● **To do**: Extend the news item below on the Sanger Institute's genome-wide CRISPR guide RNA library for mouse genes, continuing after its last sentence.

Scientists at the Wellcome Trust Sanger Institute have developed a technique to create a comprehensive library of mutations across all genes in the mouse genome. This library can be used to examine the role of every gene in different cell types, the researchers say.
CRISPR technology uses the DNA-cutting enzyme Cas9, with the help of a guide RNA sequence, to find and modify genetic targets. Scientists engineer multiple new guide RNAs using standard molecular biology techniques. This makes for a much faster and efficient method to modify the genome of any cell type in any species, according to the Wellcome group.
The team, which published their results online (“Genome-wide recessive genetic screening in mammalian cells with a lentiviral CRISPR-guide RNA library”) in Nature Biotechnology, found that 50 of 52 guide RNAs tested successfully cut both copies of the genes. The high success rate for these engineered guide RNAs seems to be consistent across many cell types, which led them to create a library of guide RNAs targeting every gene in the mouse genome.
“We designed 87,897 guide RNAs (gRNAs) targeting 19,150 mouse protein-coding genes and used a lentiviral vector to express these gRNAs in ESCs that constitutively express Cas9,” wrote the investigators. “Screening the resulting ESC mutant libraries for resistance to either Clostridium septicum alpha-toxin or 6-thioguanine identified 27 known and four previously unknown genes implicated in these phenotypes. Our results demonstrate the potential for efficient loss-of-function screening using the CRISPR-Cas9 system.”

● **Given records**:
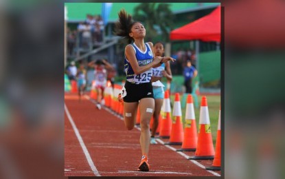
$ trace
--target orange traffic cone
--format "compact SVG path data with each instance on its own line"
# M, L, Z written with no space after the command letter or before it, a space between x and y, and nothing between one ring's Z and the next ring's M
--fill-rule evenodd
M139 112L139 103L137 105L137 120L135 122L136 125L140 125L141 124L141 113Z
M171 133L172 120L171 120L171 108L170 99L169 98L169 92L166 91L164 93L163 104L161 111L162 114L161 126L159 129L159 137L162 138L169 138Z
M207 170L220 170L220 112L218 114L218 123L217 138L216 140L216 151L215 158L214 158L213 164L212 167L206 167Z
M169 143L166 145L181 145L183 140L183 126L182 123L181 105L179 94L175 94L175 101L172 113L172 127Z
M210 160L214 159L214 154L207 98L206 96L203 96L200 108L197 149L196 149L195 156L190 157L189 159Z
M111 106L111 85L110 81L108 81L107 85L104 91L104 100L105 101L105 106L109 107Z
M181 149L176 151L196 151L196 148L197 147L197 129L196 127L193 98L191 94L188 94L187 97L185 121L183 142L182 143Z
M71 80L71 92L78 92L77 83L75 80Z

● **Result of the task**:
“CRISPR technology is revolutionizing how we study the behavior of cells,” said Kosuke Yusa, Ph.D., lead author from the Wellcome Trust Sanger Institute. “We’ve developed a thorough library that can be used by other researchers to study the role of any gene. We can create a library of this type for any cell or any species.”
The team will now use the engineered library to create mutations in cancer cell lines. A major problem with cancer drugs is that often cells can quickly acquire resistance and reject the treatment. By screening for genes that have lost all function through mutation, the team can determine what genes are involved in acquiring resistance to cancer treatments and thus find a clinical target.